Your task:
Reproduce all of the data below without alteration; exclude every picture.

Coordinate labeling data
——
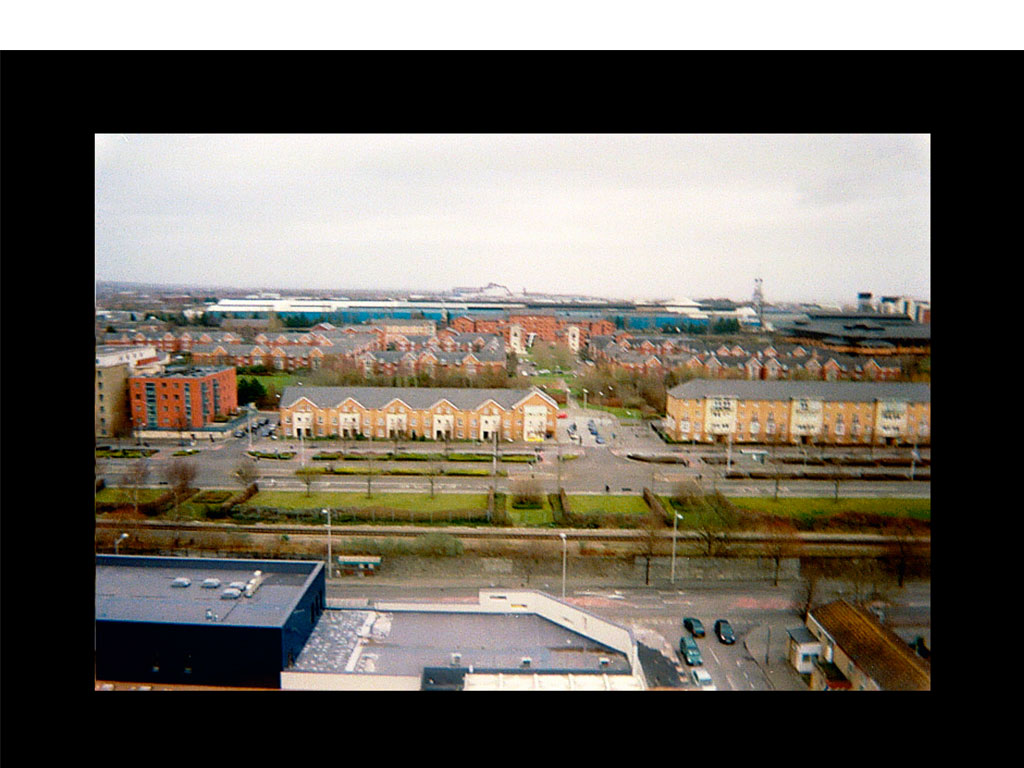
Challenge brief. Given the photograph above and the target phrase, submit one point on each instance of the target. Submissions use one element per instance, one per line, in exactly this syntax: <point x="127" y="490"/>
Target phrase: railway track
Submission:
<point x="512" y="535"/>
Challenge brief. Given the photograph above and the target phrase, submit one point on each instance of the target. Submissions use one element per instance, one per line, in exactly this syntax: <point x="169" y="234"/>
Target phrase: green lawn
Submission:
<point x="807" y="509"/>
<point x="626" y="505"/>
<point x="127" y="495"/>
<point x="542" y="516"/>
<point x="279" y="380"/>
<point x="299" y="500"/>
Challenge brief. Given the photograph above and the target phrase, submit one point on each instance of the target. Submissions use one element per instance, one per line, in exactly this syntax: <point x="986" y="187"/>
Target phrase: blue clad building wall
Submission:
<point x="146" y="633"/>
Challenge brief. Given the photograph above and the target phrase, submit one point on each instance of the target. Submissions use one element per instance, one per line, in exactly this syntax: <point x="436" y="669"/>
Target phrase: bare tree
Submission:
<point x="810" y="588"/>
<point x="135" y="476"/>
<point x="308" y="475"/>
<point x="529" y="557"/>
<point x="781" y="542"/>
<point x="526" y="492"/>
<point x="650" y="526"/>
<point x="432" y="472"/>
<point x="903" y="547"/>
<point x="179" y="474"/>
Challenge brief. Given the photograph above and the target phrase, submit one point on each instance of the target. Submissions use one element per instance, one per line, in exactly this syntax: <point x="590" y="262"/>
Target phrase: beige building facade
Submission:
<point x="509" y="415"/>
<point x="800" y="412"/>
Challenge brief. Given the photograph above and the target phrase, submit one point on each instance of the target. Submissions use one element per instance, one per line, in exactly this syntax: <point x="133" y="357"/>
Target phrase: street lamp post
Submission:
<point x="675" y="528"/>
<point x="564" y="554"/>
<point x="329" y="561"/>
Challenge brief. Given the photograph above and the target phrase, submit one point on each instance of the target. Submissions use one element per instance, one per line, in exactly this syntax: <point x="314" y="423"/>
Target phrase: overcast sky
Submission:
<point x="817" y="217"/>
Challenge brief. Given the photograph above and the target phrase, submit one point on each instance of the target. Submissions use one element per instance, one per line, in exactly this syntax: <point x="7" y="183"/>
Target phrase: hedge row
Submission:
<point x="151" y="508"/>
<point x="358" y="514"/>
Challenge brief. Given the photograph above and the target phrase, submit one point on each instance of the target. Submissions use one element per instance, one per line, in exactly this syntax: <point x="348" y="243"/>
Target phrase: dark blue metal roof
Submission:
<point x="139" y="589"/>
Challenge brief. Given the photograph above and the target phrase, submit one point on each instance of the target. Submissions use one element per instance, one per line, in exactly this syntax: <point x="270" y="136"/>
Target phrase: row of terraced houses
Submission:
<point x="418" y="412"/>
<point x="840" y="413"/>
<point x="660" y="353"/>
<point x="379" y="350"/>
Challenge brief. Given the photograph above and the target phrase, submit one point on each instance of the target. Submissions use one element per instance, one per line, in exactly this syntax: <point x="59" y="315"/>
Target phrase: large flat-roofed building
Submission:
<point x="860" y="333"/>
<point x="413" y="412"/>
<point x="800" y="412"/>
<point x="504" y="640"/>
<point x="182" y="399"/>
<point x="856" y="652"/>
<point x="204" y="621"/>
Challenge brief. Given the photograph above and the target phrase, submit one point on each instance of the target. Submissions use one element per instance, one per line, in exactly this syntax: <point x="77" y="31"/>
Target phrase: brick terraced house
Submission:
<point x="834" y="413"/>
<point x="512" y="415"/>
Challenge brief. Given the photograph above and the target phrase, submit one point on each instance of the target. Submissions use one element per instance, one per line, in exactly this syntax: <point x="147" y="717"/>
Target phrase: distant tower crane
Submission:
<point x="759" y="301"/>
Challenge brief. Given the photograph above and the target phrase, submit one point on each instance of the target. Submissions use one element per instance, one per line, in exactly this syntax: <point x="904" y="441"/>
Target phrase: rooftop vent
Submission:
<point x="254" y="583"/>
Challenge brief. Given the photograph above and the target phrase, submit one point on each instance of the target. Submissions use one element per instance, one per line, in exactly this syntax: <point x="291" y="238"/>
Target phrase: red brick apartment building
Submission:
<point x="182" y="399"/>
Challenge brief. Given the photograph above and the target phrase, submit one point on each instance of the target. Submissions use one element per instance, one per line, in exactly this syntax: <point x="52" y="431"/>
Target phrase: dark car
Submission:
<point x="724" y="631"/>
<point x="689" y="651"/>
<point x="693" y="626"/>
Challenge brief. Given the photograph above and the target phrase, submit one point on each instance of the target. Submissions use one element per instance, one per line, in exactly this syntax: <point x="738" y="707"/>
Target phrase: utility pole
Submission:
<point x="559" y="462"/>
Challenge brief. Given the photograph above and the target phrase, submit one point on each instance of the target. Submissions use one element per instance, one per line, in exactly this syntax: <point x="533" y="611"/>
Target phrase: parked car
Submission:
<point x="702" y="680"/>
<point x="693" y="626"/>
<point x="724" y="631"/>
<point x="689" y="651"/>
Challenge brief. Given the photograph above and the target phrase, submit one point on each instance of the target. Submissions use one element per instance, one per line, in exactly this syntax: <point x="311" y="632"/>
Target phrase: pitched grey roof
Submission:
<point x="844" y="391"/>
<point x="416" y="397"/>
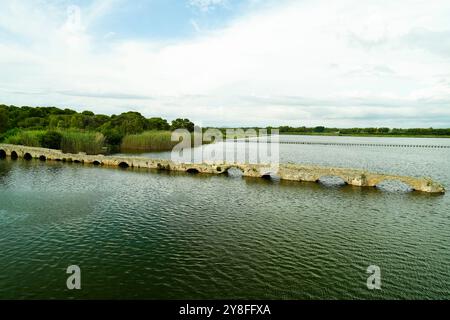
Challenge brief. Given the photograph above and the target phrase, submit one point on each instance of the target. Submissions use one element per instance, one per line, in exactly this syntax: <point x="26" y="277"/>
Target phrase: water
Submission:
<point x="150" y="235"/>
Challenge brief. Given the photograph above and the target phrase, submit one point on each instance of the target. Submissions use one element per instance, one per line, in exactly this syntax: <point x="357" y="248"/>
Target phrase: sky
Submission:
<point x="347" y="63"/>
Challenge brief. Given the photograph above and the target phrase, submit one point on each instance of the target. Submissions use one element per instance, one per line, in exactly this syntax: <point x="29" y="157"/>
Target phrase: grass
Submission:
<point x="73" y="141"/>
<point x="148" y="141"/>
<point x="82" y="141"/>
<point x="26" y="138"/>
——
Response below:
Challenge brief. Given the photograph above and the target phrase, submit one point on each instance of the target. Submissions use one element per instance, one per line, in exactly this syntax: <point x="127" y="490"/>
Target phrase: railway track
Submission:
<point x="512" y="535"/>
Challenge brief. Given the photograph above and the target phrase, submit one point on each instance of the target. Submissions use one element per instance, one per line, in exactly this syntax: <point x="169" y="234"/>
Target phrase: green lawn
Submission:
<point x="807" y="509"/>
<point x="626" y="505"/>
<point x="127" y="495"/>
<point x="542" y="516"/>
<point x="279" y="380"/>
<point x="299" y="500"/>
Challenge brief. Given the photograph above and the target phrase, submit one point on each instance of the target. Submissions use one element per instance, one per line, in exactly this syntax: <point x="986" y="187"/>
Target phrase: blue clad building wall
Submission:
<point x="146" y="633"/>
Challenge brief. Given the photograph above and the target phrase, submit one point on each instance of the target. Submissions use one element per instance, one per line, in exactly this syntax: <point x="436" y="669"/>
Target phrase: bare tree
Submission:
<point x="810" y="588"/>
<point x="135" y="476"/>
<point x="308" y="475"/>
<point x="529" y="557"/>
<point x="781" y="542"/>
<point x="526" y="492"/>
<point x="650" y="526"/>
<point x="432" y="472"/>
<point x="903" y="547"/>
<point x="179" y="474"/>
Challenge brief. Given the photograph above and the target phrase, submit one point on each instance of the target. Submissions use one element per instance, one per line, in exactly this syntax: <point x="590" y="262"/>
Target phrase: beige building facade
Submission:
<point x="509" y="415"/>
<point x="800" y="412"/>
Challenge brief. Given the photograph above and the target phrase, submit one point on each instance of the target. Submissions use one element per instance, one per line, in exactly this syntax: <point x="133" y="357"/>
Target phrase: street lamp post
Submission:
<point x="675" y="528"/>
<point x="564" y="554"/>
<point x="329" y="561"/>
Challenge brief. Given the photograph above and the target phrase, submit one point on each instance of the target. Submissions use one element per instance, one per line, in exactly this syntax: <point x="314" y="423"/>
Target phrase: overcast sky
Submission:
<point x="817" y="217"/>
Challenge brief. Given the photograph above and the target phrase, submit one point on each instance of the target. Submissions use one element per instance, one per line, in exactly this syntax: <point x="7" y="183"/>
Target phrase: hedge row
Submission:
<point x="151" y="508"/>
<point x="358" y="514"/>
Challenge brief. Given the photograph above and the target phrase, submit one point on each instance of the target. Submissions use one element per instance, one per line, in exactly this syntax: <point x="348" y="243"/>
Target phrase: dark blue metal roof
Submission:
<point x="139" y="589"/>
Challenge brief. Given the photograph above and the target phrase, submit one point on each instance of the target. Submissions use one element per instance, one per line, in exactly this syntax: <point x="270" y="136"/>
Target phrase: row of terraced houses
Submission:
<point x="418" y="412"/>
<point x="840" y="413"/>
<point x="660" y="353"/>
<point x="379" y="350"/>
Challenge brief. Given the photograph above and the target phrase, submit one point on each instance of the target. Submissions use one element per instance, one per line, in exactly this syntax: <point x="59" y="315"/>
Target phrase: large flat-roofed building
Submission:
<point x="860" y="333"/>
<point x="413" y="412"/>
<point x="800" y="412"/>
<point x="504" y="640"/>
<point x="182" y="399"/>
<point x="856" y="652"/>
<point x="204" y="621"/>
Challenge brief. Given the photograph above and the target phrase, submit one point on each instance of the target. Submissions use one element per instance, one per line, in exactly this syntax: <point x="77" y="31"/>
Target phrase: brick terraced house
Submission:
<point x="834" y="413"/>
<point x="512" y="415"/>
Challenge brief. Given the photograph above and the target phrase, submit one point on each instance of the target. Submissions use one element per instance, one per line, in exactly this syntax: <point x="147" y="717"/>
Target phrase: distant tower crane
Submission:
<point x="759" y="301"/>
Challenge brief. Given the photograph above and the target phrase, submit one point on each instance of the target. Submissions use one element per instance, one per line, in exactly this syntax: <point x="904" y="441"/>
Target phrase: rooftop vent
Submission:
<point x="254" y="583"/>
Challenge brief. Given the photograph above and the target phrase, submit one point on each instance of the target. Submissions use one element per instance, one per line, in exactly this syntax: <point x="291" y="238"/>
Target phrase: red brick apartment building
Submission:
<point x="182" y="399"/>
Challenge brief. Given the photograph above and the target phrase, submit one point on each instance of the target. Submissions use one element per instance, one per line, in exactly this syntax: <point x="52" y="431"/>
Target phrase: dark car
Submission:
<point x="724" y="631"/>
<point x="689" y="651"/>
<point x="693" y="626"/>
Challenge brief. Given the photograph above and the target phrase, submit one point on each instance of the target. Submissions use one element per instance, one per line, in exactly this syntax: <point x="738" y="707"/>
Target phrase: utility pole
Submission:
<point x="559" y="462"/>
Challenge brief. Given the photograph above and the target phrase, submit one point on each instance of the target. Submissions use one element per instance, one per line, in exactly this syntax: <point x="533" y="611"/>
Target phrase: parked car
Submission:
<point x="702" y="680"/>
<point x="693" y="626"/>
<point x="724" y="631"/>
<point x="689" y="651"/>
Challenge brief. Given the photograph above and the target phrase, submit one point on each instance of the target. Submissions use one element per instance, one per line, in exactly this syntax: <point x="311" y="632"/>
Target phrase: pitched grey roof
Submission:
<point x="844" y="391"/>
<point x="416" y="397"/>
Challenge brief. Given the photograph above and the target phrase, submit one point on each instance of the target. Submissions use one element per instance, one per line, in exactly this syntax: <point x="26" y="277"/>
Target phrase: water
Submission:
<point x="150" y="235"/>
Challenge brief. Given the photograph above and the target phrase, submit one point on each instance of the target. Submissions use one element per instance, one per line, in exactly this syntax: <point x="357" y="248"/>
Target phrase: sky
Submission:
<point x="347" y="63"/>
Challenge brief. Given the photograph above and the target phrase, submit one point on each instance of the target. Submissions use one element per instance, one per line, in exactly this syntax: <point x="29" y="157"/>
Target phrase: grass
Submission:
<point x="73" y="141"/>
<point x="148" y="141"/>
<point x="82" y="141"/>
<point x="26" y="138"/>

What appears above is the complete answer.